» Data to use
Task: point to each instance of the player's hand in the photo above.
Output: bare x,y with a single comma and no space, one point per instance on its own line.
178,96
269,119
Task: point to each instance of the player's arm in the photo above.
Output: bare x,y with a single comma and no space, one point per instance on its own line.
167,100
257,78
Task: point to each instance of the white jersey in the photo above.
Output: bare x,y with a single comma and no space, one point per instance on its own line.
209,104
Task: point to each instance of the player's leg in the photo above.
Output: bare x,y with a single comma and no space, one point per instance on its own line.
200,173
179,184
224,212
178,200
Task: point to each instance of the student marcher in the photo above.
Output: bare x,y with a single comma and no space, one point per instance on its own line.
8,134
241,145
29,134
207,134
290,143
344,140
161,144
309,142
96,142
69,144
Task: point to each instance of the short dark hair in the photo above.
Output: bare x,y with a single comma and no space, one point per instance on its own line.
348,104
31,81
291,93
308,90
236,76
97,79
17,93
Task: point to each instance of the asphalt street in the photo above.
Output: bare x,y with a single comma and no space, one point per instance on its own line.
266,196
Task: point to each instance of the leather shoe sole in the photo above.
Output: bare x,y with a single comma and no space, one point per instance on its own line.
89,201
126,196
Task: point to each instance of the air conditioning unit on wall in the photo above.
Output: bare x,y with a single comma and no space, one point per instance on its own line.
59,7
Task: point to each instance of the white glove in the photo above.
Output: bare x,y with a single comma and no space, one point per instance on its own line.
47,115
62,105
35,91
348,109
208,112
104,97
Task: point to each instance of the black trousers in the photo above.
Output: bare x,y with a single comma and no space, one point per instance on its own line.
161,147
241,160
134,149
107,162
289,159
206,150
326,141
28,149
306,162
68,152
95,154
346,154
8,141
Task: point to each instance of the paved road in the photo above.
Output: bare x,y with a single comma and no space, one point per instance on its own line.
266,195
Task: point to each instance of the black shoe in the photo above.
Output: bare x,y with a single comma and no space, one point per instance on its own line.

» Written request
Copy all of the data above word for word, keeping every line in its original order.

» Finished answer
Task: point to each instance of the player's hand in the photo above.
Output: bare x,y with a single comma and no space, one point per instance on its own line.
178,96
269,119
Task: point to each instance of the player's arm in the photo above.
Output: bare x,y with a single comma and no space, one point per instance on its own line.
167,100
257,78
Task: point to each instance of the white jersey in the photo above.
Output: bare x,y with a single comma and no space, one point per instance on its own line.
209,104
Task: point to each instance of the player's leg in the photo above.
Output: bare x,y with a single comma and no space, one point per instance on its own line.
200,173
179,184
224,212
178,200
Task: point to each instance of the student marcher in the photo above.
Output: bare x,y with a single comma and no space, one point per instance on its own line.
8,134
241,145
29,134
207,134
290,143
344,140
161,144
309,142
96,142
69,144
Task: point to each instance of the short dark hair in the photo above.
Output: bare x,y with a single comma and no space, one point per instance on its own line.
348,104
31,81
291,93
308,90
236,76
97,79
17,93
Task: point to each instance of the asphalt street in the photo above.
Output: bare x,y with a single comma and no space, one point per instance on its own line.
266,196
Task: point to each instance of the leather shoe sole in the photo above.
Output: bare x,y with a single comma and no space, one point per instance on its own line.
89,201
126,196
Task: point to each instance of the air conditioning unit on wall in the photo above.
Output: bare x,y with a single comma and no space, one point per instance on its own line.
59,7
Task: point to each instance of the white glove in the photo above.
Output: bare x,y with a single comma and no space, one point per instance on its own line.
47,115
62,105
35,91
348,109
208,112
104,97
Task: point to each instance of the black trousers in the photo above.
Output: bare x,y with a single comma and no space, one point per instance on its own line.
161,147
241,160
134,149
107,162
289,159
206,150
326,141
28,149
306,162
68,152
95,154
346,154
8,141
Task: point to each instance of the paved road in the photo above.
Output: bare x,y with a single comma and no space, one point per instance on its own line.
266,195
Task: point to each instance of the black shoe in the photo above.
Output: bare x,y with a single comma and no space, one point per instance on its own line.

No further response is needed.